Write out the whole listing, matching it exactly.

═══

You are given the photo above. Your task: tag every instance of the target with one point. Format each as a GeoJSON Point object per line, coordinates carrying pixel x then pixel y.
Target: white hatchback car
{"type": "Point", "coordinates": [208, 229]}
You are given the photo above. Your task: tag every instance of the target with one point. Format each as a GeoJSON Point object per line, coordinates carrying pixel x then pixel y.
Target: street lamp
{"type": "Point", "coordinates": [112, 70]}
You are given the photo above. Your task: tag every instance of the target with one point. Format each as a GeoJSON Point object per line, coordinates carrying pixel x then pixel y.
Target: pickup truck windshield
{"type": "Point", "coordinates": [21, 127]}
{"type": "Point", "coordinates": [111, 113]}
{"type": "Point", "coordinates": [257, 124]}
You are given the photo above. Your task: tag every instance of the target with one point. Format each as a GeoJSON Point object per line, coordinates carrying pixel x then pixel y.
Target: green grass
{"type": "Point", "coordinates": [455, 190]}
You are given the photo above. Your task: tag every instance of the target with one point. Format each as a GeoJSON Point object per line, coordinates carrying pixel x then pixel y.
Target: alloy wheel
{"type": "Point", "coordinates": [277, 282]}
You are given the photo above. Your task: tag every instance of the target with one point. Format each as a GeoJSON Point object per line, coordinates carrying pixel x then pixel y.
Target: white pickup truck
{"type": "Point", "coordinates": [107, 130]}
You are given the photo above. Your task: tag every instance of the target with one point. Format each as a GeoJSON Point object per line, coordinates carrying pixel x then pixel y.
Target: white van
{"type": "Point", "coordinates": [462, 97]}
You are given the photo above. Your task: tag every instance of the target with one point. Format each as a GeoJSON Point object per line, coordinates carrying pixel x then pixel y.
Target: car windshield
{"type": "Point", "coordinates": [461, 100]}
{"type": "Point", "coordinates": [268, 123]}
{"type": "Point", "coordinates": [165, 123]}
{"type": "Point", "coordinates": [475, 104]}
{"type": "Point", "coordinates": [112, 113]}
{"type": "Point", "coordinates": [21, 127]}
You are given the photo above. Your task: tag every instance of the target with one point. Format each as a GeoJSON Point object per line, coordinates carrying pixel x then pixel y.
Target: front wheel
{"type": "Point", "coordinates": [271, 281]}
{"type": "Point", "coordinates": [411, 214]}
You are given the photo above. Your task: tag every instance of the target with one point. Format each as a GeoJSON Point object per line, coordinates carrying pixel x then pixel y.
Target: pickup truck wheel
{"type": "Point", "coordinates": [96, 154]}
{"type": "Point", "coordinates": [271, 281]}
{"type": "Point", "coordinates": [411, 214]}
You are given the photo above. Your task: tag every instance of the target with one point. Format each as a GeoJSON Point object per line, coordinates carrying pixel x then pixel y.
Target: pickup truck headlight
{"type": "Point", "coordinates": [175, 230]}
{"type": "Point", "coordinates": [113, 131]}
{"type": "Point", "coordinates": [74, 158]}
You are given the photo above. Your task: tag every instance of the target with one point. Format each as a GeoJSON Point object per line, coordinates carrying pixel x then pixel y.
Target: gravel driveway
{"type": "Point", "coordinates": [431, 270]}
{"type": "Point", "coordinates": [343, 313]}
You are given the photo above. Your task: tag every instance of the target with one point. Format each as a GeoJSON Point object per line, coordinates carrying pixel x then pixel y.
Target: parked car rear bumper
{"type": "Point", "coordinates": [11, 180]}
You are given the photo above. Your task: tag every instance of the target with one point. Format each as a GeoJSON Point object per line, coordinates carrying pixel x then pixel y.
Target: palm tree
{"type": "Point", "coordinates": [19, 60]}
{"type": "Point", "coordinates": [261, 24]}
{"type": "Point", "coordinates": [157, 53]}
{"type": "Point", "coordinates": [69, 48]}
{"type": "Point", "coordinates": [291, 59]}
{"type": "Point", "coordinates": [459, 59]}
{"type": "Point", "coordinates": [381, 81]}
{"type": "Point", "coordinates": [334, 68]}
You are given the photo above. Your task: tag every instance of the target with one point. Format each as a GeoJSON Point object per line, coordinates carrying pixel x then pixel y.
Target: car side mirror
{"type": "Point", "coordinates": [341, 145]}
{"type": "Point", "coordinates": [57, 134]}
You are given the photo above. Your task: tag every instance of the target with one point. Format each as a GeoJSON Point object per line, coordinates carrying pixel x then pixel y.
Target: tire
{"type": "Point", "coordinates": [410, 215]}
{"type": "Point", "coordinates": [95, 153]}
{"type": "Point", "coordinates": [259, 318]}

═══

OUTPUT FOR THIS TASK |
You are given the photo above. Your task: tag every instance of the target with one point. Format each as a GeoJSON Point object per line, coordinates carrying pixel x then pixel y.
Target: white hatchback car
{"type": "Point", "coordinates": [208, 229]}
You are given the photo above. Your task: tag every instance of the target with one point. Format each as a GeoJSON Point object per line, coordinates carrying pixel x then pixel y.
Target: street lamp
{"type": "Point", "coordinates": [112, 70]}
You are given the photo above. Your task: tag every instance of the target with one point. Format each as a GeoJSON Point object per line, coordinates carrying pixel x then pixel y.
Target: pickup truck windshield
{"type": "Point", "coordinates": [21, 127]}
{"type": "Point", "coordinates": [111, 113]}
{"type": "Point", "coordinates": [257, 124]}
You are given the photo above. Your task: tag every instance of the target with one point. Format each as a GeoJSON Point object per line, coordinates carrying pixel x then pixel y.
Target: green grass
{"type": "Point", "coordinates": [455, 190]}
You are given the photo above. Your task: tag every instance of the target with one point. Format each as a GeoJSON Point object per line, coordinates carrying pixel x then pixel y.
Target: alloy wheel
{"type": "Point", "coordinates": [277, 282]}
You are given the photo above. Your task: tag every instance of the target with one point. Format each as a GeoJSON Point object per line, coordinates carrying pixel x then pixel y.
Target: white pickup truck
{"type": "Point", "coordinates": [107, 130]}
You are given the photo above. Your task: tag every instance of the target with one point. Format each as a GeoJSON Point object per line, coordinates carrying pixel x then pixel y.
Target: white van
{"type": "Point", "coordinates": [462, 97]}
You are given the photo above. Your task: tag every instance of the target with one point. Format each as a GeoJSON Point object per line, coordinates carrying pixel x then pixel y.
Target: car windshield
{"type": "Point", "coordinates": [461, 100]}
{"type": "Point", "coordinates": [268, 123]}
{"type": "Point", "coordinates": [165, 123]}
{"type": "Point", "coordinates": [475, 104]}
{"type": "Point", "coordinates": [112, 113]}
{"type": "Point", "coordinates": [21, 127]}
You are given the photo above. Your task: tag every instance of the target with one point. Format each as a GeoJSON Point object per line, coordinates carrying pixel x then pixel y.
Target: front wheel
{"type": "Point", "coordinates": [271, 281]}
{"type": "Point", "coordinates": [411, 214]}
You are given the photo above. Your task: tag every instance of the target with one point. Format each as a GeoJSON Point object per line, coordinates carrying pixel x then pixel y.
Target: pickup truck wheel
{"type": "Point", "coordinates": [96, 154]}
{"type": "Point", "coordinates": [271, 281]}
{"type": "Point", "coordinates": [411, 214]}
You are given the photo above. Your task: tag every instance of the target with one point. Format each as a GeoJSON Point object per line, coordinates carrying pixel x then pixel y.
Target: pickup truck headlight
{"type": "Point", "coordinates": [175, 230]}
{"type": "Point", "coordinates": [113, 131]}
{"type": "Point", "coordinates": [74, 158]}
You are given the photo above. Your task: tag every instance of the target with one point. Format each as a GeoJSON Point object per line, coordinates carrying pixel x then pixel y.
Target: gravel driveway
{"type": "Point", "coordinates": [431, 270]}
{"type": "Point", "coordinates": [343, 313]}
You are given the photo above. Your task: tag every instance of the target with one point. Format each as a GeoJSON Point object per line, coordinates carrying pixel x then pixel y.
Target: parked car rear bumper
{"type": "Point", "coordinates": [11, 180]}
You are given the photo above. Your task: tag every instance of the target with one point. Format each as a GeoJSON Point object per line, coordinates carrying pixel x then pixel y.
Target: palm tree
{"type": "Point", "coordinates": [19, 60]}
{"type": "Point", "coordinates": [261, 24]}
{"type": "Point", "coordinates": [157, 53]}
{"type": "Point", "coordinates": [69, 48]}
{"type": "Point", "coordinates": [291, 59]}
{"type": "Point", "coordinates": [459, 59]}
{"type": "Point", "coordinates": [381, 81]}
{"type": "Point", "coordinates": [334, 68]}
You are given the photo above. Your task: tag every instance of the target with one point. Format each as a GeoJSON Point object per line, coordinates carrying pixel x then pixel y.
Target: car side mirror
{"type": "Point", "coordinates": [341, 145]}
{"type": "Point", "coordinates": [57, 134]}
You are given the photo above. Your task: tag every instance of the target with one point. Format each as a GeoJSON Point object per line, coordinates carrying pixel x then pixel y.
Target: tire
{"type": "Point", "coordinates": [410, 215]}
{"type": "Point", "coordinates": [95, 153]}
{"type": "Point", "coordinates": [259, 318]}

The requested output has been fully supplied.